**CHALLENGE**
Could you shift every bounding-box coordinate up by 39 and rewrite each line of the data below in full, starting at the beginning of the data and ending at the line that contains "[370,268,601,428]"?

———

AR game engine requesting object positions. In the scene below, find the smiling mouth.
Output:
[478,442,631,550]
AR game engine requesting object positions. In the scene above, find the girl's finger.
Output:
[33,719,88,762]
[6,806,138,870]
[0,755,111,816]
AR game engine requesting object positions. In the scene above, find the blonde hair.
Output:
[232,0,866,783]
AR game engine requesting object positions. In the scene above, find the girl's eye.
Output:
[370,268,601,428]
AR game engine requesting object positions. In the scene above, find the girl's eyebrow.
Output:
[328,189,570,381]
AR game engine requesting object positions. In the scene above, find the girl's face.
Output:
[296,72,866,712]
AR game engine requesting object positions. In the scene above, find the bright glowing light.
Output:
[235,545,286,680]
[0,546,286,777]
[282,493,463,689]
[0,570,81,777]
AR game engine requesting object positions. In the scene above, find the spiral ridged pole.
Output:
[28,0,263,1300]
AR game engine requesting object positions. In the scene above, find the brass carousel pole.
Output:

———

**RESULT OF THE EXERCISE**
AR game engine requesting object positions. In the scene below, find the smiling mouth.
Output:
[517,481,670,589]
AR game engine requesting object positions. In the scene above, find the girl's finger.
Output:
[72,758,127,801]
[45,845,177,909]
[39,794,150,855]
AR game engine requesting object positions. In the scene above, find the blonde hair.
Output:
[271,39,905,822]
AR game engine requesting object positions. In the scene above, find the girl's eye.
Output:
[409,307,640,467]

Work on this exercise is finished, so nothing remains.